BEGIN TEXT PROVIDED

Four inmates of Khujand-based penal colony 3/5 have got additional lengthy jail terms for creating a cell of the banned Islamic extremist group, Jamaat Ansarullah, in the penal colony.  

Judge at the Khujand city court Maroufjon Rustamzoda, who presided over the trial, says the 25-year-old resident of Istaravshan Nozim Qurbonov, the 34-year-old resident of Spitamen district Sharaf Halimov, the 30-year-old resident of Spitamen district Ilhom Mahmadjonov and the 28-year-old resident of Istaravshan Homid Vositaliyev have been found guilty of creating a cell of Jamaat Ansarullah in the penal colony.

Criminal proceedings have reportedly been instituted against them under the provisions of two articles of Tajikistan’s Penal Code: Article 187 – creating criminal group; and Article 307 – participating in political parties, public or religious associations that were banned in Tajikistan for carrying out extremist activities.

The court sentenced Nozim Qurbonov to additional twenty-two years in prison, while Mahmadjonov, Halimov and Vositaliyev got additional jail term of twenty years each.

According to Rustamzoda, they were serving their terms in the penal colony for the same crime.   

Jamaat Ansarullah, also known as the Society of Allah’s Soldiers, first came to light in September 2010 when the heretofore unknown organization claimed responsibility for a suicide attack on September 3 in Khujand.  An explosives-packed car rammed into the building of the organized crime control department of the regional police, killing two officers and two civilians and wounding 28 people.  The suicide bomber was local resident Akmal Karimov, trained in al-Qaeda camps in Afghanistan and Pakistan. 

In September 2011, Jamaat Ansarullah issued several videos calling on Tajikistan’s citizens to embrace jihad against “infidels” and urging them to take action to support the implementation of Islamic Sharia law.  “Those who pray namaz, who follow fasting rules but support democracy are nonbelievers,” a man on the video said. “Allah is killing nonbelievers by our hands and, thus, blesses us.”  Some politicians and experts, however, doubt whether these videos can really be traced back to Jamaat Ansarullah.

In May 2012, Tajikistan’s Supreme Court officially banned Jamaat Ansarullah as extremist on the basis of a suit filed by the Prosecutor-General’s Office.

END TEXT PROVIDED
BEGIN ENTRIES PROVIDED

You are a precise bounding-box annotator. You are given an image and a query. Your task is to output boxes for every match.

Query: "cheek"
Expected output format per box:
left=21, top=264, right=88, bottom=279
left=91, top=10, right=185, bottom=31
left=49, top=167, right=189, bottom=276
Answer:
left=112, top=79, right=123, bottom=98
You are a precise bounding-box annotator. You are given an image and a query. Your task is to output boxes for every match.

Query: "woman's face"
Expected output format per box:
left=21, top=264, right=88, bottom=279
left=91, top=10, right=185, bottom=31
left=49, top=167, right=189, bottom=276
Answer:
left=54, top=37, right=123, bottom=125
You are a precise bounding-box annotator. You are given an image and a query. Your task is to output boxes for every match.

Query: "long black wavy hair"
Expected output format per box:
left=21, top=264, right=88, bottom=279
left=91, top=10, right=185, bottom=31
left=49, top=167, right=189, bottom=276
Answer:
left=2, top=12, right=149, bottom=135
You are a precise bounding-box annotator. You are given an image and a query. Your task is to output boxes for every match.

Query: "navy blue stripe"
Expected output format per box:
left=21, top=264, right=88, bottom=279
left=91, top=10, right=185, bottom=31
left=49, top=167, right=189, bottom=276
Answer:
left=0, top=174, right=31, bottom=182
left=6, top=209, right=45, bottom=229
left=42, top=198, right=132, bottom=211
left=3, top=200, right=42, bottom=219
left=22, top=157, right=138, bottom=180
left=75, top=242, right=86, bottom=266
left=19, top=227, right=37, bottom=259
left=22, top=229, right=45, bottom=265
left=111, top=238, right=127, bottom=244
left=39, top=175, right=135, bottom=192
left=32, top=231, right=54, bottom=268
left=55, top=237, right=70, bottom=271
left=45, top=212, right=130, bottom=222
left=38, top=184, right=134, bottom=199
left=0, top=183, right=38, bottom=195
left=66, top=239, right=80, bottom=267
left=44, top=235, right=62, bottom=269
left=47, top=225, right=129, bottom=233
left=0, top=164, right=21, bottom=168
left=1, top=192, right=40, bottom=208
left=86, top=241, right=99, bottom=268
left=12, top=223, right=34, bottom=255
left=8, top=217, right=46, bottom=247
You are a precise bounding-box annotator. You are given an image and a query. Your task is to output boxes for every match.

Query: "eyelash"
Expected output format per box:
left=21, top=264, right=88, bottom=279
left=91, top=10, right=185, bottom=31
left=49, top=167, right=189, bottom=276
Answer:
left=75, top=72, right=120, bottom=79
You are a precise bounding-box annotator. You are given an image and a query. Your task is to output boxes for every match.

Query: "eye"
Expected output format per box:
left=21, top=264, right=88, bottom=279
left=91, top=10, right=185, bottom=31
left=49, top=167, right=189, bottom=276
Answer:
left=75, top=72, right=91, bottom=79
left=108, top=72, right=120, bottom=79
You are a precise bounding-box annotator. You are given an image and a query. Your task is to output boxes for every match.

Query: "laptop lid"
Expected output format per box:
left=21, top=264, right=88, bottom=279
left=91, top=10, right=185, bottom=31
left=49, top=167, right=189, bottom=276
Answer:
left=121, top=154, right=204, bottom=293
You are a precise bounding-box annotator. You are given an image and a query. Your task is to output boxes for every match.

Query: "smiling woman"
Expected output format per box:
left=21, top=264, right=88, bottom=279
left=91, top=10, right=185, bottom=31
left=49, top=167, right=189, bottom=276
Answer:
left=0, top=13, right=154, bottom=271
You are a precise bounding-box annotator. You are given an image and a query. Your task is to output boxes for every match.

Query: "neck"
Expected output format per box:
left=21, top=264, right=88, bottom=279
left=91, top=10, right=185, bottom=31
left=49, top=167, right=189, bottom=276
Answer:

END ENTRIES PROVIDED

REQUIRED WORK:
[1] In the article on the Jamaat Ansarullah case, how many additional years in prison did the court give Nozim Qurbonov?
[2] List the four inmates who, according to the article on the Jamaat Ansarullah case, were found guilty of creating the cell in the penal colony.
[3] From the article on the Jamaat Ansarullah case, duplicate the passage starting at "Jamaat Ansarullah, also" and ending at "Afghanistan and Pakistan.".

SOLUTIONS TO THE PROBLEMS:
[1] Twenty-two years.

[2] Nozim Qurbonov, Sharaf Halimov, Ilhom Mahmadjonov, Homid Vositaliyev

[3]
Jamaat Ansarullah, also known as the Society of Allah’s Soldiers, first came to light in September 2010 when the heretofore unknown organization claimed responsibility for a suicide attack on September 3 in Khujand.  An explosives-packed car rammed into the building of the organized crime control department of the regional police, killing two officers and two civilians and wounding 28 people.  The suicide bomber was local resident Akmal Karimov, trained in al-Qaeda camps in Afghanistan and Pakistan.